[Start]
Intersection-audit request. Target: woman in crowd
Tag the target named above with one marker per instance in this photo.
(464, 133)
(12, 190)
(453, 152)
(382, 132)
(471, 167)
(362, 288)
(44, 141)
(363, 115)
[End]
**WORK INSTRUCTIONS:** Can you rewrite all of the items above, changing "marker" to "point" and leaving everything else the same?

**OUTPUT BELOW:**
Intersection-audit request. Target: woman in crowd
Tag the target named above with one point per instance in this photo.
(464, 133)
(12, 190)
(453, 152)
(382, 132)
(471, 167)
(362, 288)
(44, 141)
(363, 115)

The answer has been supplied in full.